» What you should do: Identify the line that contains "carved stone capital" in the material. Output it and every line after it, unchanged, through the end.

» The data:
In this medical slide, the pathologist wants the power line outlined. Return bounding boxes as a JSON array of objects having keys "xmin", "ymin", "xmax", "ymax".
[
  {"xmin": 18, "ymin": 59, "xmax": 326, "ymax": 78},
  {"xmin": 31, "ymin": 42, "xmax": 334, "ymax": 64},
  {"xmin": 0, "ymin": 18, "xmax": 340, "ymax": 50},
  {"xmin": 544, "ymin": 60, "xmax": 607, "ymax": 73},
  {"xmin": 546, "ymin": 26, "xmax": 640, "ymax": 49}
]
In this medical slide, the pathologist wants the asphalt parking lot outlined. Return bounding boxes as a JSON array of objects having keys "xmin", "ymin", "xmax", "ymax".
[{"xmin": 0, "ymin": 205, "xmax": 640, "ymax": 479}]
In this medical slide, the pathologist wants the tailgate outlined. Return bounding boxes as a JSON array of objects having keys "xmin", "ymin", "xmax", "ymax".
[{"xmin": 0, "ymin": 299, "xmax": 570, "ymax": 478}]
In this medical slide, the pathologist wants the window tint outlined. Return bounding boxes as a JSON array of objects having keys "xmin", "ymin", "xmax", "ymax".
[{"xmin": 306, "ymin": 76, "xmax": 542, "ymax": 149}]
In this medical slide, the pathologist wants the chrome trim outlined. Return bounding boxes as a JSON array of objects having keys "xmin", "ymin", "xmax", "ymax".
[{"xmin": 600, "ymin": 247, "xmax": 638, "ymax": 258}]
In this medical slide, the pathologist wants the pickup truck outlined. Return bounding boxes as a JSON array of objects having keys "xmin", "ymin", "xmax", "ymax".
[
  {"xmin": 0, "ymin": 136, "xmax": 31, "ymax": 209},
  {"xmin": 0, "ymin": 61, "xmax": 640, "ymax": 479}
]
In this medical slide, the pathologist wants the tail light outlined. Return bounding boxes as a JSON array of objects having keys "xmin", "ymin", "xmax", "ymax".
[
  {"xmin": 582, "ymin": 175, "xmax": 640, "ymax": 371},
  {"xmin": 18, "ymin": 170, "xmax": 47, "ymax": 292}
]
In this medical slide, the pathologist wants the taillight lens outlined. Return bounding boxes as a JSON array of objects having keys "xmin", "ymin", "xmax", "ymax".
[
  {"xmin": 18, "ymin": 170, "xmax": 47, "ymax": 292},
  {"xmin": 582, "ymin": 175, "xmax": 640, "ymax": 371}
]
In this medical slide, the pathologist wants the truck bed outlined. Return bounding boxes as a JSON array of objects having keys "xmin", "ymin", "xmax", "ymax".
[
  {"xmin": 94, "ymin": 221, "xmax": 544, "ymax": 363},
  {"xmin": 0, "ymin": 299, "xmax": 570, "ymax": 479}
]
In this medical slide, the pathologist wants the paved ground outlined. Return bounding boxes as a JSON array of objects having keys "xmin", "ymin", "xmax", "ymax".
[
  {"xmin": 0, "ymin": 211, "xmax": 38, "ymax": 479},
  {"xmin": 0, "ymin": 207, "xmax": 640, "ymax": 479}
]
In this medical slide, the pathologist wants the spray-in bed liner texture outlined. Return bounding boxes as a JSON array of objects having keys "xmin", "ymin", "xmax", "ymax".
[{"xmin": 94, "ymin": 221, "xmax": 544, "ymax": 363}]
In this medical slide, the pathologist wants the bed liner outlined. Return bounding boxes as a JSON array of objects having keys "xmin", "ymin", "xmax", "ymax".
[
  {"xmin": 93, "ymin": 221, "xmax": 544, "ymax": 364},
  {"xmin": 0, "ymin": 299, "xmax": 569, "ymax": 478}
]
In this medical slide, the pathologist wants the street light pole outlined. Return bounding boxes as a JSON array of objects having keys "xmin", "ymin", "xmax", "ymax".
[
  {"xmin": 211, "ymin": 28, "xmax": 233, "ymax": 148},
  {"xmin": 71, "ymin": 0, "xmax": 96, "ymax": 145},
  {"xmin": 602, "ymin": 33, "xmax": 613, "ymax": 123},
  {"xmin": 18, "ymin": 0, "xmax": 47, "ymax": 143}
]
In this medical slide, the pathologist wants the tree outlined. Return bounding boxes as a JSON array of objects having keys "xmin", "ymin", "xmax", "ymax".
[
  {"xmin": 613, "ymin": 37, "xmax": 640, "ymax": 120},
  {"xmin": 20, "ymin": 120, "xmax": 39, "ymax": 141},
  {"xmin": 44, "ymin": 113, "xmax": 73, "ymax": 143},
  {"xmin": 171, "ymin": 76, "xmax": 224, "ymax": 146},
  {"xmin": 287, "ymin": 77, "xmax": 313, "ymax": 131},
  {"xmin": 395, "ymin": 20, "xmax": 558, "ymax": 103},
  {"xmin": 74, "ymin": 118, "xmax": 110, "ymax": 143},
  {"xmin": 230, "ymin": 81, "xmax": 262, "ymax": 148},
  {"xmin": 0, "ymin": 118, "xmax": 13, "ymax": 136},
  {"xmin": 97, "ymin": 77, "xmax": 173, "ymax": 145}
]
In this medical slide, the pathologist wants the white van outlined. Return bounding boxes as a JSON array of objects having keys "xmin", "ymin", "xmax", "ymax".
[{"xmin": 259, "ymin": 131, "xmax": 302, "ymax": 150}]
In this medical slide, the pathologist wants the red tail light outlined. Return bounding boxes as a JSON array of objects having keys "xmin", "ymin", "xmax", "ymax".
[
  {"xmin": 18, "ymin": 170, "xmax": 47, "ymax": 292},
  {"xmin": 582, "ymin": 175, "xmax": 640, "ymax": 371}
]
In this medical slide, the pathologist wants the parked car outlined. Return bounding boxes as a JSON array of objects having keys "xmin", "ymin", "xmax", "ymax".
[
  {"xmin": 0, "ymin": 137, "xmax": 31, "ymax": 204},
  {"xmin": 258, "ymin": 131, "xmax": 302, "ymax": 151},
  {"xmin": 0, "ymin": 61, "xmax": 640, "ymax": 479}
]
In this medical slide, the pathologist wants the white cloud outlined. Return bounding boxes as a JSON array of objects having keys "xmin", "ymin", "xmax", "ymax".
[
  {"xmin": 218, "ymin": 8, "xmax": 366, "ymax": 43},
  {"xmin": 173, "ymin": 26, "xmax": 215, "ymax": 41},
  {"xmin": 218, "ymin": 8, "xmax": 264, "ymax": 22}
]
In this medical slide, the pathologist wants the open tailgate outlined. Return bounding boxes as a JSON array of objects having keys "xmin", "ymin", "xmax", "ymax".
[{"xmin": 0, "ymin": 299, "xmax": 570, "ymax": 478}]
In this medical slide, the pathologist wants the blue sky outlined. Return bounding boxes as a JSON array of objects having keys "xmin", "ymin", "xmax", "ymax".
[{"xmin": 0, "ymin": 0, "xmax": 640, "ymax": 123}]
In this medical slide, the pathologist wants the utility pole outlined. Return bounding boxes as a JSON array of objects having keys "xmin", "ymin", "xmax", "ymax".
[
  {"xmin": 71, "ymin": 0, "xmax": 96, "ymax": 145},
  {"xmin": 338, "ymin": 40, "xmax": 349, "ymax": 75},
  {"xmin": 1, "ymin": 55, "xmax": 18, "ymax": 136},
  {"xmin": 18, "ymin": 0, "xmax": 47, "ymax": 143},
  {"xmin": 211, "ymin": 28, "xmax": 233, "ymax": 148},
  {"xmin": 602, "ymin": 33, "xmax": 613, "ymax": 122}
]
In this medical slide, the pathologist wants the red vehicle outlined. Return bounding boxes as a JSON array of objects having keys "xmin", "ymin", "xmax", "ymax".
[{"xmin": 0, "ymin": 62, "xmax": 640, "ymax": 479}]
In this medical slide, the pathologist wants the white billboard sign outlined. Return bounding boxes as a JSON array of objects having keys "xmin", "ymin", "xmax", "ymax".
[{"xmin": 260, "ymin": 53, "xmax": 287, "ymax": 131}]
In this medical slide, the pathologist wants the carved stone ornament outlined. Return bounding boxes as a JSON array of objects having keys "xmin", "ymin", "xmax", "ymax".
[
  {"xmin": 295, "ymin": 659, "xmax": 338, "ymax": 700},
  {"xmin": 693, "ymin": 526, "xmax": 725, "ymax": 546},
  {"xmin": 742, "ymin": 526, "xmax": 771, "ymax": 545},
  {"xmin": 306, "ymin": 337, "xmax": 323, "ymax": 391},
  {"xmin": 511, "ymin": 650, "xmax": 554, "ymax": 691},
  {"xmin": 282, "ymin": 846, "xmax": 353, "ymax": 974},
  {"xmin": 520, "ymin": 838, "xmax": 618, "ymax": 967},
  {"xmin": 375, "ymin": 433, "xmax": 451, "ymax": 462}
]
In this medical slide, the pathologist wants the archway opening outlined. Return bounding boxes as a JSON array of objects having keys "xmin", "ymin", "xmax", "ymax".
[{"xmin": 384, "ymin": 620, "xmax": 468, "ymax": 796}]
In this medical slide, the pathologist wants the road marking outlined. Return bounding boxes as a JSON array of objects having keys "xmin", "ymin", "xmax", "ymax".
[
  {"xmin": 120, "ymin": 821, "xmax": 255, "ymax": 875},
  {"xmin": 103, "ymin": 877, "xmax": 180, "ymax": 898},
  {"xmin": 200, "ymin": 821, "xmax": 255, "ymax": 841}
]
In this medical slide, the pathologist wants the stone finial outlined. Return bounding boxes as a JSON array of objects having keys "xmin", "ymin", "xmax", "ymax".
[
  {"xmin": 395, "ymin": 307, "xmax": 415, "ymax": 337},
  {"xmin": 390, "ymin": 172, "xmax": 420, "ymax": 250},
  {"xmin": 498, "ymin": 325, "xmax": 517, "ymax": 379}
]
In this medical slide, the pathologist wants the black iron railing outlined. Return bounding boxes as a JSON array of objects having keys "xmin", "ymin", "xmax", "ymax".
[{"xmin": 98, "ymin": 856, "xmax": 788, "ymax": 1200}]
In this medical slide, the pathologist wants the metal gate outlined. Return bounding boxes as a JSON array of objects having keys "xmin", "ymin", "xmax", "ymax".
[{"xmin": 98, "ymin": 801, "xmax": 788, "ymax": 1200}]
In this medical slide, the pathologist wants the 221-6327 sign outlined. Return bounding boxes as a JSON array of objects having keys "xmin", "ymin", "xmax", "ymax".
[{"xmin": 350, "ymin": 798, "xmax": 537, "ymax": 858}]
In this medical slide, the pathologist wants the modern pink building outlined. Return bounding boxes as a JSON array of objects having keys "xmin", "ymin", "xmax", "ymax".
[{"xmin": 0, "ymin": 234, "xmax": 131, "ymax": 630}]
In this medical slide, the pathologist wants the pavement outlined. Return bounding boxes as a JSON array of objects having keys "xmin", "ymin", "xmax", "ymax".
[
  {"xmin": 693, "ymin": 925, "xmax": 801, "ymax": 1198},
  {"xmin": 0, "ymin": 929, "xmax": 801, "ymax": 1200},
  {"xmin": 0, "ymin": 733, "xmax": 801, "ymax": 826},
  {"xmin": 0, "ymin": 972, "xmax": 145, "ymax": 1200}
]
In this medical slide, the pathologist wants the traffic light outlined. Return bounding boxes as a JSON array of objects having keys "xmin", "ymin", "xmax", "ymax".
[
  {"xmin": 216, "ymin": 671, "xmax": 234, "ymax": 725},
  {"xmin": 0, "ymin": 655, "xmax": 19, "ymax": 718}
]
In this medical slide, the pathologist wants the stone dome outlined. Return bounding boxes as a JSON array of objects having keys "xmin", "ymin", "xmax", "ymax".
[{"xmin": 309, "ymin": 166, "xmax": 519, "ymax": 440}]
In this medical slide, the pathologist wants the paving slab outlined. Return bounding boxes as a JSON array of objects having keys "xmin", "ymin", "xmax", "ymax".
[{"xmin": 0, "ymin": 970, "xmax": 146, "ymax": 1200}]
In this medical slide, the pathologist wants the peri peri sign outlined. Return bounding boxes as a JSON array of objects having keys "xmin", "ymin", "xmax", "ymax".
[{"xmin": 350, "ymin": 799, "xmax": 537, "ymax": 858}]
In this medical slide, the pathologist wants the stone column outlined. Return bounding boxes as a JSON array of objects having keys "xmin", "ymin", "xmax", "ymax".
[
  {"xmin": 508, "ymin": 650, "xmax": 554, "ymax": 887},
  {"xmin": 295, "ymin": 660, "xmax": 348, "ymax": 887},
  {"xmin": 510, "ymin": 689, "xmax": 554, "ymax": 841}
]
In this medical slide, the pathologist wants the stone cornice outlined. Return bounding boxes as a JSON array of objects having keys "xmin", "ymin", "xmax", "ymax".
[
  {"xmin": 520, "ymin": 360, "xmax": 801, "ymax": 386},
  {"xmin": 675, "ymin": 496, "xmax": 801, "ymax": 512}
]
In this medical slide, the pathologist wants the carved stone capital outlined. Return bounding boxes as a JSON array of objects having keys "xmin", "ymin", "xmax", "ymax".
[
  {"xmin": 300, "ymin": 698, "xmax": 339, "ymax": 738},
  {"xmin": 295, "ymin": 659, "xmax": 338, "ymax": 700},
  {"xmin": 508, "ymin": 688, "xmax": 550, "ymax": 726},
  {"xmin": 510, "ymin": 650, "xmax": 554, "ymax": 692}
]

» The output:
In this medical slide, the pathologist wants the carved stone capital outlined. Return bounding boxes as a JSON array of objects having keys "xmin", "ymin", "xmax", "ymax".
[
  {"xmin": 300, "ymin": 698, "xmax": 339, "ymax": 738},
  {"xmin": 295, "ymin": 659, "xmax": 338, "ymax": 700},
  {"xmin": 508, "ymin": 688, "xmax": 550, "ymax": 726},
  {"xmin": 510, "ymin": 650, "xmax": 554, "ymax": 692}
]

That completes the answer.